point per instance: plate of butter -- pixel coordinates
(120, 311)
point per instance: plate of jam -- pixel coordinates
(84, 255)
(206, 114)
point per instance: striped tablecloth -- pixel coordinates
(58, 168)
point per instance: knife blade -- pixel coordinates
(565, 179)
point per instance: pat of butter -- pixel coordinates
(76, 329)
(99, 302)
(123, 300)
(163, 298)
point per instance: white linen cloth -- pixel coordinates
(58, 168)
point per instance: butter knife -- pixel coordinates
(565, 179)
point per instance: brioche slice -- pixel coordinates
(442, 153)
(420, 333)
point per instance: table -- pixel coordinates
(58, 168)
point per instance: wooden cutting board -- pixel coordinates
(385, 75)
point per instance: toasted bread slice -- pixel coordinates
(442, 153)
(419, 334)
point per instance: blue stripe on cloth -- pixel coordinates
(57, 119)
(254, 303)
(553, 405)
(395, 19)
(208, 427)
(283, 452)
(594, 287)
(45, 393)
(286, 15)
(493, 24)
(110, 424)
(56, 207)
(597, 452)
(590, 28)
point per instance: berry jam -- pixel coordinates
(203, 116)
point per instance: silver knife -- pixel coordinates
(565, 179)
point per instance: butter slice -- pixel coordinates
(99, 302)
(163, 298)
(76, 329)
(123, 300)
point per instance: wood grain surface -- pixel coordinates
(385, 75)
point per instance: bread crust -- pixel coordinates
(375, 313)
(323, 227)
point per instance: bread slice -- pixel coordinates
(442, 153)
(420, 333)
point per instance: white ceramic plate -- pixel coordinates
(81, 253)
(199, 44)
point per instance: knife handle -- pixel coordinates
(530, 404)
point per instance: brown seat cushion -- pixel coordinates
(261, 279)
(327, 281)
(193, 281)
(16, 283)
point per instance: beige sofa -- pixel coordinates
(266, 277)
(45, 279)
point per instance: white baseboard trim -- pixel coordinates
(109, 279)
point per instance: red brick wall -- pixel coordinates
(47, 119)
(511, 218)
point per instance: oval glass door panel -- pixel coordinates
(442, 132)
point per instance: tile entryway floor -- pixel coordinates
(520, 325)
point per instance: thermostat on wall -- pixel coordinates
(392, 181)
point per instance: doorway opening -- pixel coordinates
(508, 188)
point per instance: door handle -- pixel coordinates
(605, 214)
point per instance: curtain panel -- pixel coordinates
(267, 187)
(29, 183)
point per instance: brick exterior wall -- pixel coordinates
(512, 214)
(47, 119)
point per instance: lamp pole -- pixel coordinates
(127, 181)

◆ Work required: The whole of the material should be restated word for word.

◆ Answer to the problem:
point per instance: plate of butter -- pixel coordinates
(120, 311)
point per instance: plate of jam -- pixel coordinates
(84, 255)
(206, 114)
point per instance: striped tablecloth -- pixel coordinates
(58, 168)
point per instance: knife blade -- pixel coordinates
(565, 179)
point per instance: pat of butter -- pixel coordinates
(76, 329)
(99, 302)
(123, 300)
(163, 298)
point per instance: white linen cloth -- pixel coordinates
(58, 168)
point per instance: butter knife -- pixel coordinates
(565, 179)
point per instance: brioche slice -- pixel coordinates
(442, 153)
(420, 333)
point per instance: table -- pixel coordinates
(58, 168)
point per instance: wooden cutting board -- pixel coordinates
(385, 75)
point per instance: toasted bread slice -- pixel coordinates
(442, 153)
(419, 334)
point per instance: blue stripe on cloth -- pixel coordinates
(57, 119)
(254, 303)
(553, 405)
(395, 19)
(208, 427)
(283, 452)
(594, 287)
(45, 393)
(286, 15)
(493, 24)
(110, 424)
(56, 207)
(597, 452)
(590, 28)
point per instance: berry jam -- pixel coordinates
(203, 116)
point per instance: silver knife -- pixel coordinates
(565, 179)
point per instance: butter slice -- pixel coordinates
(99, 302)
(163, 298)
(76, 329)
(123, 300)
point per instance: wood grain surface -- pixel coordinates
(385, 75)
point per instance: bread crust -- pixel coordinates
(375, 313)
(323, 227)
point per instance: bread slice -- pixel coordinates
(442, 153)
(420, 333)
point per instance: white ceramic plate -- pixel coordinates
(81, 253)
(199, 44)
point per instance: knife handle -- pixel coordinates
(530, 404)
point per instance: brown seat cushion -- pixel coordinates
(261, 279)
(327, 281)
(193, 281)
(16, 283)
point per instance: beige sofa -- pixel coordinates
(266, 277)
(45, 279)
point per instance: white baseboard trim -- pixel coordinates
(109, 279)
point per instance: red brick wall -- pixel coordinates
(47, 119)
(511, 218)
point per instance: oval glass door panel -- pixel coordinates
(442, 132)
point per instance: tile entryway floor -- pixel coordinates
(520, 325)
point per instance: thermostat on wall -- pixel coordinates
(392, 181)
point per instance: doorway opening -- pixel coordinates
(508, 188)
point per instance: door handle -- pixel coordinates
(605, 214)
point per instance: curtain panel -- pixel coordinates
(267, 187)
(29, 183)
point per instance: brick exterior wall -- pixel coordinates
(512, 214)
(47, 119)
point per instance: lamp pole -- pixel coordinates
(127, 181)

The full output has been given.